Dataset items
━━━━━━━━━━━━━━━━━━━━━━━━━━━━━━
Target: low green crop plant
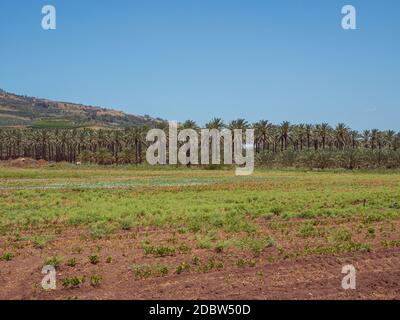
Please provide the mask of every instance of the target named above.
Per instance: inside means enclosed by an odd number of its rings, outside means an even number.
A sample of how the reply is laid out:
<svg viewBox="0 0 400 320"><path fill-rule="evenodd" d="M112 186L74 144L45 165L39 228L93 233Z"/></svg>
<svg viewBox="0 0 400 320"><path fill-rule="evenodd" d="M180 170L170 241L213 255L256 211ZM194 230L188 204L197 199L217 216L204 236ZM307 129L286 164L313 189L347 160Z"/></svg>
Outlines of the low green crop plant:
<svg viewBox="0 0 400 320"><path fill-rule="evenodd" d="M164 277L168 274L168 266L163 264L134 264L131 267L136 279L146 279L150 277Z"/></svg>
<svg viewBox="0 0 400 320"><path fill-rule="evenodd" d="M215 251L218 253L221 253L225 251L229 247L229 242L228 241L218 241L217 244L215 245Z"/></svg>
<svg viewBox="0 0 400 320"><path fill-rule="evenodd" d="M76 266L76 259L75 258L71 258L67 261L67 266L68 267L75 267Z"/></svg>
<svg viewBox="0 0 400 320"><path fill-rule="evenodd" d="M156 257L174 256L176 254L175 247L169 246L152 246L148 244L142 245L143 253L145 255L153 255Z"/></svg>
<svg viewBox="0 0 400 320"><path fill-rule="evenodd" d="M11 252L4 252L1 257L0 260L3 261L11 261L14 258L14 254Z"/></svg>
<svg viewBox="0 0 400 320"><path fill-rule="evenodd" d="M280 207L271 208L271 213L274 214L275 216L279 216L282 212L283 210Z"/></svg>
<svg viewBox="0 0 400 320"><path fill-rule="evenodd" d="M217 261L215 257L211 257L208 259L207 263L201 266L201 271L210 272L212 270L222 270L224 268L224 264L222 261Z"/></svg>
<svg viewBox="0 0 400 320"><path fill-rule="evenodd" d="M33 246L37 249L43 249L45 245L52 239L51 236L37 235L32 237Z"/></svg>
<svg viewBox="0 0 400 320"><path fill-rule="evenodd" d="M114 229L105 222L98 222L90 227L89 233L92 238L101 239L113 231Z"/></svg>
<svg viewBox="0 0 400 320"><path fill-rule="evenodd" d="M90 277L90 285L92 287L98 287L101 284L102 277L99 275L92 275Z"/></svg>
<svg viewBox="0 0 400 320"><path fill-rule="evenodd" d="M99 256L94 254L89 256L89 261L91 264L98 264L100 262Z"/></svg>
<svg viewBox="0 0 400 320"><path fill-rule="evenodd" d="M175 269L176 274L181 274L183 272L188 272L188 271L190 271L190 264L186 262L180 263Z"/></svg>
<svg viewBox="0 0 400 320"><path fill-rule="evenodd" d="M331 242L338 244L338 243L345 243L351 242L352 234L349 230L346 229L339 229L333 232L331 236Z"/></svg>
<svg viewBox="0 0 400 320"><path fill-rule="evenodd" d="M134 221L131 218L124 218L119 221L122 230L131 230L134 226Z"/></svg>
<svg viewBox="0 0 400 320"><path fill-rule="evenodd" d="M255 267L256 266L256 261L253 259L239 259L236 262L236 265L239 268L245 268L245 267Z"/></svg>
<svg viewBox="0 0 400 320"><path fill-rule="evenodd" d="M44 261L45 266L53 266L54 268L59 268L62 264L63 259L59 256L52 256L49 258L46 258Z"/></svg>
<svg viewBox="0 0 400 320"><path fill-rule="evenodd" d="M70 278L64 278L61 280L61 283L64 288L78 288L82 284L83 280L78 277L70 277Z"/></svg>

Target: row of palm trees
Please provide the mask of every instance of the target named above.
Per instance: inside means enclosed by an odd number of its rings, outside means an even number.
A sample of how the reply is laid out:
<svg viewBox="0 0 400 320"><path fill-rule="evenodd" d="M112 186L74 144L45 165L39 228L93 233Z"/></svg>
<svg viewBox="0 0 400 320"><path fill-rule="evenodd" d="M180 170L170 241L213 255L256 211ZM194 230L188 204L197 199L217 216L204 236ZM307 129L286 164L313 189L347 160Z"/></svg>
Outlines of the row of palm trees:
<svg viewBox="0 0 400 320"><path fill-rule="evenodd" d="M158 127L168 132L168 123L160 123ZM292 125L287 121L276 125L267 120L250 124L245 119L237 119L225 124L222 119L214 118L205 127L252 128L255 151L259 154L287 150L400 149L400 133L377 129L358 132L343 123L335 127L327 123ZM192 120L181 123L180 128L200 129ZM142 163L149 129L147 126L114 130L0 128L0 160L31 157L55 162Z"/></svg>
<svg viewBox="0 0 400 320"><path fill-rule="evenodd" d="M182 124L183 128L198 129L194 121L188 120ZM358 132L350 129L344 123L331 127L328 123L291 125L288 121L274 125L268 120L261 120L253 124L245 119L237 119L225 125L222 119L214 118L205 125L208 129L229 128L254 129L255 149L257 153L263 151L279 152L289 148L302 150L344 150L345 148L370 148L371 150L388 148L397 150L400 147L400 133L393 130L380 131L378 129Z"/></svg>
<svg viewBox="0 0 400 320"><path fill-rule="evenodd" d="M133 161L141 163L147 130L144 126L124 130L0 128L0 159L76 162L83 152L107 150L119 162L120 153L129 148L134 151Z"/></svg>

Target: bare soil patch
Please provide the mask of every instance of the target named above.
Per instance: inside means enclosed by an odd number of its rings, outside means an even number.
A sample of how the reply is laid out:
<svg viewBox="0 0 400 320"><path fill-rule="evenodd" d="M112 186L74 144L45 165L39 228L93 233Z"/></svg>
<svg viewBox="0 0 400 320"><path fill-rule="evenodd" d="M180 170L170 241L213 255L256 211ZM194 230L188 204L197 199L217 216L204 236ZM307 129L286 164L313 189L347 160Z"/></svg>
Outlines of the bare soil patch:
<svg viewBox="0 0 400 320"><path fill-rule="evenodd" d="M289 232L281 238L275 234L281 246L265 248L260 255L234 247L222 252L200 249L191 234L157 228L120 231L92 239L85 229L55 227L44 244L33 241L29 233L19 235L18 240L2 236L2 253L9 251L14 256L9 261L0 260L0 298L400 298L400 247L396 240L390 240L394 234L384 240L379 235L371 239L373 248L369 252L293 254L309 244L308 239L287 240L288 234L298 232L300 223L303 222L291 222ZM399 222L395 225L398 227ZM341 226L352 227L348 223ZM272 232L270 223L264 228L266 233ZM382 241L394 245L382 246ZM146 246L159 251L144 249ZM171 248L175 251L171 252ZM40 285L44 277L41 269L50 257L60 260L57 289L45 291ZM341 287L341 271L346 264L356 267L356 290ZM81 281L77 286L63 286L65 279L74 277Z"/></svg>
<svg viewBox="0 0 400 320"><path fill-rule="evenodd" d="M35 160L32 158L17 158L14 160L8 161L8 166L14 167L14 168L35 168L35 167L41 167L45 166L48 164L48 161L40 159L40 160Z"/></svg>

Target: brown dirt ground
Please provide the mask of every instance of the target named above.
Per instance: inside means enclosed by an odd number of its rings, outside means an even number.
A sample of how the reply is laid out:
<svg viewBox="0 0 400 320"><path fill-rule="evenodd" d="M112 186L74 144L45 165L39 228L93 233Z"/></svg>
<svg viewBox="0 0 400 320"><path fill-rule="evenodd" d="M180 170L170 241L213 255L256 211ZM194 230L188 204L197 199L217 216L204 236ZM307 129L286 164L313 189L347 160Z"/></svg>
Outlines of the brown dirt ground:
<svg viewBox="0 0 400 320"><path fill-rule="evenodd" d="M48 164L46 160L40 159L35 160L32 158L18 158L7 161L6 164L14 168L30 168L30 167L41 167Z"/></svg>
<svg viewBox="0 0 400 320"><path fill-rule="evenodd" d="M302 223L302 222L301 222ZM54 238L38 248L29 234L14 239L1 236L0 253L14 252L11 261L0 260L0 299L399 299L400 298L400 247L385 247L382 240L398 239L400 222L377 222L376 229L386 230L369 239L370 252L347 252L332 255L293 254L318 239L291 237L297 233L300 221L288 223L288 232L274 238L280 248L265 248L259 256L237 248L223 252L199 249L190 234L173 230L142 228L120 231L102 239L91 239L85 229L65 229L54 226ZM341 227L353 228L357 222L335 222ZM260 222L262 224L262 222ZM329 225L329 224L328 224ZM271 222L262 227L271 234ZM386 228L387 227L387 228ZM385 229L386 228L386 229ZM390 230L393 232L391 233ZM35 230L39 232L40 230ZM30 230L30 232L33 232ZM49 233L46 230L46 233ZM281 232L282 233L282 232ZM355 236L357 240L357 236ZM358 236L365 240L364 233ZM190 252L166 257L145 255L141 247L144 239L151 244L178 246L187 244ZM321 244L324 244L322 240ZM288 254L282 254L282 251ZM88 256L96 254L99 263L93 265ZM63 258L57 269L57 289L44 291L41 286L41 268L46 257ZM111 256L112 262L106 258ZM75 267L67 266L75 257ZM198 263L193 258L198 258ZM222 263L220 270L203 267L211 257ZM254 261L254 266L238 266L239 259ZM186 262L191 269L177 274L175 268ZM137 279L131 270L133 264L165 264L169 273ZM352 264L357 270L356 290L343 290L342 267ZM99 286L90 284L91 275L102 277ZM64 288L65 277L84 277L77 288Z"/></svg>

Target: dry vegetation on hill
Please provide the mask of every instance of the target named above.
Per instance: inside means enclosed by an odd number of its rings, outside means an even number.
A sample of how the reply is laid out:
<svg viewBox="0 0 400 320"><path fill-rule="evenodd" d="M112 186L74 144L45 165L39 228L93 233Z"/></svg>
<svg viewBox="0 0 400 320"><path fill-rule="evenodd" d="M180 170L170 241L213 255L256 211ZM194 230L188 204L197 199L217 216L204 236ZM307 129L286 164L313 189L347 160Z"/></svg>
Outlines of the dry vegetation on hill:
<svg viewBox="0 0 400 320"><path fill-rule="evenodd" d="M0 126L73 128L154 125L160 119L76 103L16 95L0 89Z"/></svg>

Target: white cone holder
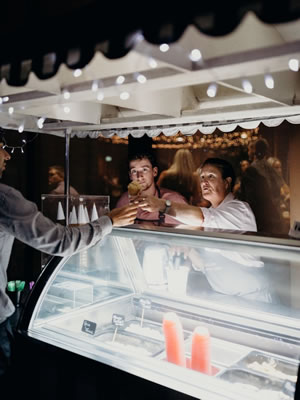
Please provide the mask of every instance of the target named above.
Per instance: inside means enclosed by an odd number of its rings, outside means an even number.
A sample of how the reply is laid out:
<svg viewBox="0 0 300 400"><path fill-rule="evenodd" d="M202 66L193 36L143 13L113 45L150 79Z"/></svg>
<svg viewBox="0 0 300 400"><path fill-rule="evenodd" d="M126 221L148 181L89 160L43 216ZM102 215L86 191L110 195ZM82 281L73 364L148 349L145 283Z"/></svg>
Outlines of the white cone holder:
<svg viewBox="0 0 300 400"><path fill-rule="evenodd" d="M86 223L90 222L90 217L86 206L84 206L84 213L85 213Z"/></svg>
<svg viewBox="0 0 300 400"><path fill-rule="evenodd" d="M83 204L79 204L79 209L78 209L78 223L79 224L85 224L86 221L86 216L84 212L84 207Z"/></svg>
<svg viewBox="0 0 300 400"><path fill-rule="evenodd" d="M97 213L97 208L95 203L93 204L93 210L92 210L92 216L91 216L91 221L95 221L96 219L99 218L99 215Z"/></svg>
<svg viewBox="0 0 300 400"><path fill-rule="evenodd" d="M66 219L65 214L64 214L64 210L62 208L61 202L58 202L58 206L57 206L57 217L56 217L57 221L62 221L63 219Z"/></svg>
<svg viewBox="0 0 300 400"><path fill-rule="evenodd" d="M77 219L75 206L73 206L73 208L72 208L72 211L71 211L71 214L70 214L69 224L72 224L72 225L78 224L78 219Z"/></svg>

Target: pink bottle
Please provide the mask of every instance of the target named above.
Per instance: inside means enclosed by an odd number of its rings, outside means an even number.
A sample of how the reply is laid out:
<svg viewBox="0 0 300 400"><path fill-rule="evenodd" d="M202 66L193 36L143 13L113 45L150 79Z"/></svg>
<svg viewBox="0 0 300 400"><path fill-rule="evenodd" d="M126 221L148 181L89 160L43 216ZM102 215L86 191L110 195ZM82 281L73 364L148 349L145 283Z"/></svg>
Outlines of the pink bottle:
<svg viewBox="0 0 300 400"><path fill-rule="evenodd" d="M163 332L165 336L167 360L173 364L186 367L183 329L175 313L169 312L164 315Z"/></svg>
<svg viewBox="0 0 300 400"><path fill-rule="evenodd" d="M211 375L211 344L210 334L207 328L197 327L192 335L191 368Z"/></svg>

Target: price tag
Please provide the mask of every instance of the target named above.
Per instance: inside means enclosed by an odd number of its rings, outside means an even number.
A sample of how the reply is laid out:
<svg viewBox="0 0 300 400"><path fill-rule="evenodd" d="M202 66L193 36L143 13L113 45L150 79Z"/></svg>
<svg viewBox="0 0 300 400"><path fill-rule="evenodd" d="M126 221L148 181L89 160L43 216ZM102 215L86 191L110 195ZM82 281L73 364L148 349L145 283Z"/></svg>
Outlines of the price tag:
<svg viewBox="0 0 300 400"><path fill-rule="evenodd" d="M115 326L123 326L125 323L125 316L122 314L113 314L111 322Z"/></svg>
<svg viewBox="0 0 300 400"><path fill-rule="evenodd" d="M150 299L146 299L145 297L141 297L140 299L139 299L139 303L140 303L140 306L141 307L143 307L143 308L147 308L148 310L150 310L151 309L151 300Z"/></svg>
<svg viewBox="0 0 300 400"><path fill-rule="evenodd" d="M96 327L97 327L96 322L88 321L87 319L85 319L83 321L81 330L82 332L88 333L89 335L94 335Z"/></svg>

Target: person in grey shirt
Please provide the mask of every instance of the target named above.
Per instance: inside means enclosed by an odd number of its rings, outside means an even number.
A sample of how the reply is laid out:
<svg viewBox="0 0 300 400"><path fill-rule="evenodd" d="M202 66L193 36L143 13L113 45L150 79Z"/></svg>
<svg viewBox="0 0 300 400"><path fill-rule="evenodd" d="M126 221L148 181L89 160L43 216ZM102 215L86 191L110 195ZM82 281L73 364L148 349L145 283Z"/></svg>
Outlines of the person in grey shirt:
<svg viewBox="0 0 300 400"><path fill-rule="evenodd" d="M0 132L0 178L10 158ZM67 227L54 223L19 191L0 183L0 383L7 381L12 355L10 317L15 307L6 294L6 286L14 239L50 255L70 256L96 244L111 232L112 226L132 224L136 213L137 205L131 204L80 227Z"/></svg>

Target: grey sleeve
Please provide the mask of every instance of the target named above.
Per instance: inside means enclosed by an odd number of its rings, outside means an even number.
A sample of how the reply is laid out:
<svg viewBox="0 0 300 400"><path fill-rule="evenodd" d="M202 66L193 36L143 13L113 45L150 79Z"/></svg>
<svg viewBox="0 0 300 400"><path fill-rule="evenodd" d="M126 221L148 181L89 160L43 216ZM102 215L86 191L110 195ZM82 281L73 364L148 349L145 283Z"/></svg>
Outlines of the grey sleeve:
<svg viewBox="0 0 300 400"><path fill-rule="evenodd" d="M0 227L37 250L63 257L93 246L112 230L107 216L80 227L56 224L13 188L0 194Z"/></svg>

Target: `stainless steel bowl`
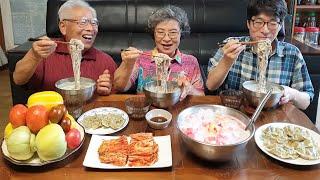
━━━━━━━━━━━━━━━━━━━━━━━━━━━━━━
Instructions to follow
Print, from the entries above, the line with "Outlines of the white", the line with "Target: pink bottle" and all lines between them, exactly and with nothing else.

Exercise output
Outlines of the white cone holder:
<svg viewBox="0 0 300 400"><path fill-rule="evenodd" d="M86 223L90 222L90 217L86 206L84 206L84 213L85 213Z"/></svg>
<svg viewBox="0 0 300 400"><path fill-rule="evenodd" d="M83 204L79 204L79 209L78 209L78 223L79 224L85 224L86 221L86 216L84 212L84 207Z"/></svg>
<svg viewBox="0 0 300 400"><path fill-rule="evenodd" d="M97 213L97 208L95 203L93 204L93 210L92 210L92 216L91 216L91 221L95 221L96 219L99 218L99 215Z"/></svg>
<svg viewBox="0 0 300 400"><path fill-rule="evenodd" d="M66 219L65 214L64 214L64 210L62 208L61 202L58 202L58 206L57 206L57 217L56 217L57 221L62 221L63 219Z"/></svg>
<svg viewBox="0 0 300 400"><path fill-rule="evenodd" d="M77 219L75 206L73 206L73 208L72 208L72 211L71 211L71 214L70 214L69 224L72 224L72 225L78 224L78 219Z"/></svg>

Target: pink bottle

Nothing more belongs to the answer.